In the data below, find the line containing "Mark every instance of the shrub"; reproduce that line and all subsequent lines exactly, and nothing else.
*** Materials provided ***
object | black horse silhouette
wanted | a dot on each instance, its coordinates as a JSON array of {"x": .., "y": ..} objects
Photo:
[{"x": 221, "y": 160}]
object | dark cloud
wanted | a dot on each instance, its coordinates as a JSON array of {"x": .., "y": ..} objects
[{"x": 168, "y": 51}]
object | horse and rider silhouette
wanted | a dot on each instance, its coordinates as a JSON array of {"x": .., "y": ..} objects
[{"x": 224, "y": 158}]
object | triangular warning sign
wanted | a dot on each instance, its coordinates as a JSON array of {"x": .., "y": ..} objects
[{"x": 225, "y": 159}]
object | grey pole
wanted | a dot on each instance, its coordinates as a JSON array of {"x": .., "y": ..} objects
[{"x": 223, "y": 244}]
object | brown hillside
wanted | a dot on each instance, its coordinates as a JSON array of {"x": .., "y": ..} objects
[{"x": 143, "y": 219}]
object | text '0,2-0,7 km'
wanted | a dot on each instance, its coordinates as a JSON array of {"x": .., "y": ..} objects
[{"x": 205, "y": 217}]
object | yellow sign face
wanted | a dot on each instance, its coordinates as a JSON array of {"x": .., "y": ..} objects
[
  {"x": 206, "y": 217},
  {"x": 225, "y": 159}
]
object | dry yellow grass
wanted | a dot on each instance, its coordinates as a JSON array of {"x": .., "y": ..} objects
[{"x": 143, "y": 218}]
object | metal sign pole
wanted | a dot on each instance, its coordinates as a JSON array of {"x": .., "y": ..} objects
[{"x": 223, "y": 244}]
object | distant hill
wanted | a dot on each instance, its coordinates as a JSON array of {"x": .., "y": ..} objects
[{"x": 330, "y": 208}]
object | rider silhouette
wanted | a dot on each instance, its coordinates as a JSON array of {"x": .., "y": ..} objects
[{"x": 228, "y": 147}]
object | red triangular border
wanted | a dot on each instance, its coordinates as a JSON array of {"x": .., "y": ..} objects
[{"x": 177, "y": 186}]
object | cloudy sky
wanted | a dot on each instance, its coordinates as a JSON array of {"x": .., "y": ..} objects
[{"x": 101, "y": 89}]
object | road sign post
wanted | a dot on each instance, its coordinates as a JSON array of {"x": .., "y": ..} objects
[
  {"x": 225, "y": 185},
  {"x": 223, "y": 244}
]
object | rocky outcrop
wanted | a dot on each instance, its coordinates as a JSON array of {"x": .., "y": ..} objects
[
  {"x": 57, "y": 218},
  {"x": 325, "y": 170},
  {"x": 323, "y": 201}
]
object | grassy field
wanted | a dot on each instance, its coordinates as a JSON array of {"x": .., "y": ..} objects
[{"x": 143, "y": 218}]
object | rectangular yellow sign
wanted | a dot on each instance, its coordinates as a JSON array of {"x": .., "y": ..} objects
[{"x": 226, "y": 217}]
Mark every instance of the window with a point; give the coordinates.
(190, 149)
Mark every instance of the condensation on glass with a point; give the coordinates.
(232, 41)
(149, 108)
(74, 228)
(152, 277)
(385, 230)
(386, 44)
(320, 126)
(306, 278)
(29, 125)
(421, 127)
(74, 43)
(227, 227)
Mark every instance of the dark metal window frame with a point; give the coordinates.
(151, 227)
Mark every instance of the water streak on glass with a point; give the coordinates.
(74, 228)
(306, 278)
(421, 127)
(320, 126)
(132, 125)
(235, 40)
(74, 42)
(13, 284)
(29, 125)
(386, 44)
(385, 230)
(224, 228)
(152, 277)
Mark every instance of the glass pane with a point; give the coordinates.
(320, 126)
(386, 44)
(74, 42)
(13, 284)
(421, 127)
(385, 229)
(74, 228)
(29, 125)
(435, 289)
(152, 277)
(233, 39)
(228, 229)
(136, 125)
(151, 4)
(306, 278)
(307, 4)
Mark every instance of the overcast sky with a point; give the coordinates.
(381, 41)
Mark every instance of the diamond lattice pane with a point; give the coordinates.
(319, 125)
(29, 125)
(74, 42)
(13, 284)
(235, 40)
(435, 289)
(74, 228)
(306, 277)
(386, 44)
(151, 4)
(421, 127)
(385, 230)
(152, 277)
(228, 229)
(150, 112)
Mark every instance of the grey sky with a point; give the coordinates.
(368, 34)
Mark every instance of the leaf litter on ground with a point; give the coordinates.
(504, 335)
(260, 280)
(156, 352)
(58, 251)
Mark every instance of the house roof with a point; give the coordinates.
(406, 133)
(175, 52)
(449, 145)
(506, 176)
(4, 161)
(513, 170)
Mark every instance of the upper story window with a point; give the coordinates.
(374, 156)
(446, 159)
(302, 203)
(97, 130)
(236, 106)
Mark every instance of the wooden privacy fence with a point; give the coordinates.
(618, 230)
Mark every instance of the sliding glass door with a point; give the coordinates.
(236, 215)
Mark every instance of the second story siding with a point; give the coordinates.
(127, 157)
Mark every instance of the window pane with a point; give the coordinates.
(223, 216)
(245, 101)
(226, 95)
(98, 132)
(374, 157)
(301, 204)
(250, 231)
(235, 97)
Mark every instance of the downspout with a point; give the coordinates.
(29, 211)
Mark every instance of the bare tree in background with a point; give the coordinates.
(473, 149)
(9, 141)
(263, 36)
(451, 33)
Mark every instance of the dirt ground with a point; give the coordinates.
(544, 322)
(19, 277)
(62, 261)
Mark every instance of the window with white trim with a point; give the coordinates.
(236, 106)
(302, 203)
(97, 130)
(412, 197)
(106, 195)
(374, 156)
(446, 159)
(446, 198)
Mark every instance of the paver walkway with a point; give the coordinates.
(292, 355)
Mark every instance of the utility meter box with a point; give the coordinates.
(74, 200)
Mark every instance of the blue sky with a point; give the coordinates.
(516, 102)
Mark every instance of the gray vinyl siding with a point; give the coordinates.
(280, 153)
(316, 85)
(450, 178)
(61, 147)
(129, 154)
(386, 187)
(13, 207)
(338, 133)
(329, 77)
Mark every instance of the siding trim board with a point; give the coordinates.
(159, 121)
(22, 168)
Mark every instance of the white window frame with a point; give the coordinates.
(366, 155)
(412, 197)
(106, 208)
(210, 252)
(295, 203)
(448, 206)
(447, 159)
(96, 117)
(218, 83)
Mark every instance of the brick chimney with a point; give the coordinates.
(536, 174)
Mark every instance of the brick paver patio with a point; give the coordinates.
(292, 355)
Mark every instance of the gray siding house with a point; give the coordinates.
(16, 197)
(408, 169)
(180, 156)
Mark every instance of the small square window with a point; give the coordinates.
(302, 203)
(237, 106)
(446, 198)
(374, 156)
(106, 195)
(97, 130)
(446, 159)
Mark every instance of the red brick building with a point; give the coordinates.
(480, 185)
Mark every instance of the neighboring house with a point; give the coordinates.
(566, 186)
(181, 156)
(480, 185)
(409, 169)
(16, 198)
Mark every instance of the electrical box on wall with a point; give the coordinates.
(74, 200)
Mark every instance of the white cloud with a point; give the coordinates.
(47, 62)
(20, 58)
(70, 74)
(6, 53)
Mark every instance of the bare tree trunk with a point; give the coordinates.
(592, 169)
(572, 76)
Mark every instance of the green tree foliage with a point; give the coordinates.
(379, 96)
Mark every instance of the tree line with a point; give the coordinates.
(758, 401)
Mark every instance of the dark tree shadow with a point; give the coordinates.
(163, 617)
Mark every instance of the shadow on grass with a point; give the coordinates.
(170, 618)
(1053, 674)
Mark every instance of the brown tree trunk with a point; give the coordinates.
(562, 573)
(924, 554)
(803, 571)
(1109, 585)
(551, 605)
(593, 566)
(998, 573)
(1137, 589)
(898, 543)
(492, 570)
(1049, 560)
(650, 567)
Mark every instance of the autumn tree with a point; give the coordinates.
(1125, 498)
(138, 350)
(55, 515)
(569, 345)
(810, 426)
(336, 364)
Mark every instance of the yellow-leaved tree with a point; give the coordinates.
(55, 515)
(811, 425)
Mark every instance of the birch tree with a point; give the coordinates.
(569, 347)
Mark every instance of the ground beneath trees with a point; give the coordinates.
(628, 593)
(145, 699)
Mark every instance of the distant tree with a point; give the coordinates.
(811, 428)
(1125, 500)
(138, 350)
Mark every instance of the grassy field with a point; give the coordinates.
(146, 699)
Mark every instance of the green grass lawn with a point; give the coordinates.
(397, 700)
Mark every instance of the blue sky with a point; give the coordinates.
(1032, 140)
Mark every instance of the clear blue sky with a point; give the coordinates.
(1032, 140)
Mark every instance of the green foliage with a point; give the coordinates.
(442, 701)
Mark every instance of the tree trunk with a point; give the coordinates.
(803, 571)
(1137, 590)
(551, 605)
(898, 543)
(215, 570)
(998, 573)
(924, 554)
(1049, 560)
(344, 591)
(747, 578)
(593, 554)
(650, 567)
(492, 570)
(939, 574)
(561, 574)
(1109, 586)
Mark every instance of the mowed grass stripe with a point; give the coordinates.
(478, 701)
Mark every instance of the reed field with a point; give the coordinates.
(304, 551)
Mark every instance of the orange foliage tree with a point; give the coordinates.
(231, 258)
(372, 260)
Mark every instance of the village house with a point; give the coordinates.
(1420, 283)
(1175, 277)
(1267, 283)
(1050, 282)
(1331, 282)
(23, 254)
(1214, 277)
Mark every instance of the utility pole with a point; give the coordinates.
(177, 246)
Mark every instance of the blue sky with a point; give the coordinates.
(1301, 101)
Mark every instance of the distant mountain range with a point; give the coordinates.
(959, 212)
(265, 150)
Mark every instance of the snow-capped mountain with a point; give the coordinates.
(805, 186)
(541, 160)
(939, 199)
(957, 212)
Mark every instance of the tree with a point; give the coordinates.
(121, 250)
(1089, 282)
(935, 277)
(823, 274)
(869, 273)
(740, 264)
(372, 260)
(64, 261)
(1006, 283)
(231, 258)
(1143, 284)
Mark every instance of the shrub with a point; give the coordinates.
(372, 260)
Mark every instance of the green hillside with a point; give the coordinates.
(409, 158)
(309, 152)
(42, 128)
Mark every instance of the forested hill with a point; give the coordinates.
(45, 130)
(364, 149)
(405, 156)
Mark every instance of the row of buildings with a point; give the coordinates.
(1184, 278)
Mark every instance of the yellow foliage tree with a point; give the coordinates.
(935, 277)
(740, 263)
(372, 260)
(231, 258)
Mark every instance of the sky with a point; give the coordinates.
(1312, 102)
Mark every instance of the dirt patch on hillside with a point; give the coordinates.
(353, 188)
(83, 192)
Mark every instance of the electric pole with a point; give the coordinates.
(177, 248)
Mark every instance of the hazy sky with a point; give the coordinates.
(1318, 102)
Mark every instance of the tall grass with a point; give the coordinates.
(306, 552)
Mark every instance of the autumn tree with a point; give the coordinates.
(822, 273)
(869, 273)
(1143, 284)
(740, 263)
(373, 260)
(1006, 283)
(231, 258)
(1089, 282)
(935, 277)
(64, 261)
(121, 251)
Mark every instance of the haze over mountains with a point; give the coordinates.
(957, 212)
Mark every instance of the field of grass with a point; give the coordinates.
***
» **Written reply**:
Mark every instance of the shrub with a point; give the coordinates.
(372, 260)
Mark every instance of the green hillside with a point; give the coordinates.
(409, 158)
(309, 152)
(42, 128)
Mark every instance of the forested hill with a point; give the coordinates.
(45, 130)
(364, 149)
(405, 156)
Mark every instance of the row of buildings with a point; give the coordinates.
(1184, 278)
Mark every instance of the yellow foliage tree with a point; give the coordinates.
(935, 277)
(740, 263)
(372, 260)
(231, 258)
Mark every instance of the sky with a point; give the coordinates.
(1312, 102)
Mark every instance of the dirt patch on hillside with a point; give the coordinates.
(353, 188)
(83, 192)
Mark every instance of the electric pole with a point; give the coordinates.
(177, 248)
Mark every instance of the hazy sky with a point; give the coordinates.
(1318, 102)
Mark every instance of the tall grass with a point; give the coordinates.
(306, 552)
Mark every instance of the autumn tree with a point; give the coordinates.
(822, 273)
(869, 273)
(1143, 284)
(740, 263)
(373, 260)
(1006, 283)
(231, 258)
(1089, 282)
(935, 277)
(64, 261)
(121, 251)
Mark every instance of the haze over mountains with a point; give the coordinates.
(957, 212)
Mark every instance of the field of grass with a point; give the coordinates.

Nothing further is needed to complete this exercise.